* 課題 1
引用文の内容を2文でまとめてください。
* 課題 2
引用文に出てくる現像液の種類のうち、「系」を付けて呼ばれているものを、調子の名称と記号を合わせてすべて挙げてください。
* 課題 3
引用文のうち、「今回はやや軟調な(Ⅰf)と(Ⅱ)を使用する二段現像法で、大崎の夜景を撮ってみた。」を含む語句から書き始め、「壁面、「食品街」の文字など)」で終わる部分を一字も変えずに書き写してください。

* 引用文
------
一方 アグファのRetro系フィルムは、現代になって開発されたポリエステルでできている。
そのため、感光剤の乳剤も 従来品と少し違うようだ。
ハーフトーンから明るい部分の肉乗りがよく、その部分のコントラストは高い。
従来のフィルムや市販の現像液を使用している人からみたら、扱いにくいフィルムということになるだろう。
トーンを豊に出したかったら、軟調からやや軟調な現像液で現像すると、
びっくりするほどの階調性の豊かな写真になる。
しかし、軟調な現像液、今も市販されているだろうか?
自家配合した現像液の利点、自分の好みに合わせ、配合を決めて使えること。
自己責任が基本だが、市販の現像液でも、現像結果までメーカーは保証しないだろう。
上手に使えるかは、その人の問題、メーカーに責任はない。
だったら、自分で配合を決める方が、面白い。
何を入れたか、その効果はどうだったと自分で結果を確認できる。
Retro系フィルムは、軟調(Ⅵ)系か、やや軟調(Ⅰ)系の現像液を使うことが多い。
曇り空でフラットな光の時は、やや硬調(Ⅲ)系もたまには使用する。
硬調(Ⅳ)系、最硬調(Ⅱ)系は 特殊な効果を狙ったとき使用している。
今回はやや軟調な(Ⅰf)と(Ⅱ)を使用する二段現像法で、大崎の夜景を撮ってみた。

(Ⅰf)液で大方の現像を終了、(Ⅱ)液に交換して、更に現像しトーンを調整する。
切り替えのタイミングと、(Ⅱ)液で、どこまで現像を押すかで、トーンは変化する。
暗い部分の黒潰は、この方法で意外とよく防止できる。
明るい部分に対しては現像が過多にはなるが、硬調な現像液だけで現像するより白飽和は少ない。

これは1月5日に撮影した画像。
画像の濃度を合わせて比較してみた。
二段現像のほうが白飽和の度合いは大きいが、目障りというほどではない。
ハーフトーンから暗い部分のトーンは、二段現像のほうが良いと思う。(画面右のビルの壁面、「食品街」の文字など)
明るい部分を拡大して比較してみた。
------
ポインティングデータの抜粋:
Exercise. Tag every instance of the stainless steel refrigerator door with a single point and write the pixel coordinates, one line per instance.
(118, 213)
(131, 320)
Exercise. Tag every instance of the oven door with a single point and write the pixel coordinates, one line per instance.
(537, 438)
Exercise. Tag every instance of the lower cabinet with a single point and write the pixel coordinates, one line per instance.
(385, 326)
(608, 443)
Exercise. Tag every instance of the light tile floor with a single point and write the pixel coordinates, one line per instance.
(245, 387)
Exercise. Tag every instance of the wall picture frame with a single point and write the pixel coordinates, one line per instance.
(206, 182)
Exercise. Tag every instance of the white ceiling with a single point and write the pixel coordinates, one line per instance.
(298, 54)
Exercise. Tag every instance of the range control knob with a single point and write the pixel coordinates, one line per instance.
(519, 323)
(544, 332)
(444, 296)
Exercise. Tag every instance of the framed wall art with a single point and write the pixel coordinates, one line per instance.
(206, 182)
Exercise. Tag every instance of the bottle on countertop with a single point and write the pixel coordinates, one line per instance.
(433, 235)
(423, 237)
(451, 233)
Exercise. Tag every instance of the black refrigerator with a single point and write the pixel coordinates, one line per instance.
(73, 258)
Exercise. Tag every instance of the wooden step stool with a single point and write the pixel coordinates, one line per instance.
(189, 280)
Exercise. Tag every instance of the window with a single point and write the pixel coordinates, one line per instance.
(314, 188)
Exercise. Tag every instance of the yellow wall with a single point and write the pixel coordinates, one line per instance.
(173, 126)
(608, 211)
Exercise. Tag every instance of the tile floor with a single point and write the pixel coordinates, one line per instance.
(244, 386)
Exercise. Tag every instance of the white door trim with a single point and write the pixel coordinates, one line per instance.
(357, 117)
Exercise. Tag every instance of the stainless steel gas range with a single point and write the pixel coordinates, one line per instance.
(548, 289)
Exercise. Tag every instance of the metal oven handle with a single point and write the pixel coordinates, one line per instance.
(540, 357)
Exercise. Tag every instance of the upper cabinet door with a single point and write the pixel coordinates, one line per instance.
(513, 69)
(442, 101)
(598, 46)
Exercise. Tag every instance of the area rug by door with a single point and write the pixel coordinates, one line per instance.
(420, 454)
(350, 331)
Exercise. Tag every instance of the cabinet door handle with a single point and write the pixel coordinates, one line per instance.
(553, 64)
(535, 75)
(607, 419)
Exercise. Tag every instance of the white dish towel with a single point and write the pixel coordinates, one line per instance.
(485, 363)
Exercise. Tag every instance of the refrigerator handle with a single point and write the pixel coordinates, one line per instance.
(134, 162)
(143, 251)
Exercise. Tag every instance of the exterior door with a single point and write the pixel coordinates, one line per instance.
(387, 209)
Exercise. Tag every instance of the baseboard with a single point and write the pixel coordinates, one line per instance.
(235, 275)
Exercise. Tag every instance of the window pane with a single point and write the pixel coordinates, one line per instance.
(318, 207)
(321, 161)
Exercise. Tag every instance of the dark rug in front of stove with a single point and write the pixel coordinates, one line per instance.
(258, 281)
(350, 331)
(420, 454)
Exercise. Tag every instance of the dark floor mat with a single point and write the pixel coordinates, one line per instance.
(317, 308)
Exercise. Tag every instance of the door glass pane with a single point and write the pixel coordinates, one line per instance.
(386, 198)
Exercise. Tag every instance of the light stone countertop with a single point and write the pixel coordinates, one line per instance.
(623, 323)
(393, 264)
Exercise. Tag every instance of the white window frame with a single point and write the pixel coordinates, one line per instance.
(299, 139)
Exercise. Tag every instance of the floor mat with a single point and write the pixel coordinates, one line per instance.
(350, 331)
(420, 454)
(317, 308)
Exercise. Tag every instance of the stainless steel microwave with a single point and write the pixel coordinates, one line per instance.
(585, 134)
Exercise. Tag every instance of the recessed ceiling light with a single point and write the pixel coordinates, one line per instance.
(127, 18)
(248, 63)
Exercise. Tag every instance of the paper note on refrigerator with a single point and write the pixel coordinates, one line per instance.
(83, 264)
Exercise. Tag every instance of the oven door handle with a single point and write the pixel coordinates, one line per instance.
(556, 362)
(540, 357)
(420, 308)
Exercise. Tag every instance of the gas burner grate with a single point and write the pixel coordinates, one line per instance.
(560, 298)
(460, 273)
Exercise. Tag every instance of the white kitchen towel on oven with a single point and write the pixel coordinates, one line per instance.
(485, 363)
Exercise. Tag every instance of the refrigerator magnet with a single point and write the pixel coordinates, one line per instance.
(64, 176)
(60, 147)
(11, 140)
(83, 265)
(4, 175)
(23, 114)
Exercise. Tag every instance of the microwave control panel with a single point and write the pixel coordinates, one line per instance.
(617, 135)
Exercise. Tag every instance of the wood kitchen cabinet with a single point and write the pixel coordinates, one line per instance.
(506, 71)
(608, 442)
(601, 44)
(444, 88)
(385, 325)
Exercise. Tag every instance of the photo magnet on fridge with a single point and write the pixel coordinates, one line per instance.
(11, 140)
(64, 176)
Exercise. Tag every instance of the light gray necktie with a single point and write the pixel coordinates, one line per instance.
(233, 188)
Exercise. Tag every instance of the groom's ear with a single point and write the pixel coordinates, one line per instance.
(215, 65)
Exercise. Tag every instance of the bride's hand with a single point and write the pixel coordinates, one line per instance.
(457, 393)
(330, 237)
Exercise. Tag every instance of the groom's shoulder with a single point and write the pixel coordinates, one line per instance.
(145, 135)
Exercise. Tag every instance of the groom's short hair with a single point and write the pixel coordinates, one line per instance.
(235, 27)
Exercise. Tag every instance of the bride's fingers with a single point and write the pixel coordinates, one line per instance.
------
* 回答 1
アグファのRetro系フィルムは現代のポリエステル製で、ハーフトーンから明るい部分のコントラストが高く、軟調からやや軟調な現像液で現像すると階調性の豊かな写真になる。(Ⅰf)液と(Ⅱ)液による二段現像法は暗い部分の黒潰れを防ぎやすく、硬調な現像液だけで現像するより白飽和が少ない。

* 回答 2
- 軟調(Ⅵ)系
- やや軟調(Ⅰ)系
- やや硬調(Ⅲ)系
- 硬調(Ⅳ)系
- 最硬調(Ⅱ)系

* 回答 3
今回はやや軟調な(Ⅰf)と(Ⅱ)を使用する二段現像法で、大崎の夜景を撮ってみた。

(Ⅰf)液で大方の現像を終了、(Ⅱ)液に交換して、更に現像しトーンを調整する。
切り替えのタイミングと、(Ⅱ)液で、どこまで現像を押すかで、トーンは変化する。
暗い部分の黒潰は、この方法で意外とよく防止できる。
明るい部分に対しては現像が過多にはなるが、硬調な現像液だけで現像するより白飽和は少ない。

これは1月5日に撮影した画像。
画像の濃度を合わせて比較してみた。
二段現像のほうが白飽和の度合いは大きいが、目障りというほどではない。
ハーフトーンから暗い部分のトーンは、二段現像のほうが良いと思う。(画面右のビルの壁面、「食品街」の文字など)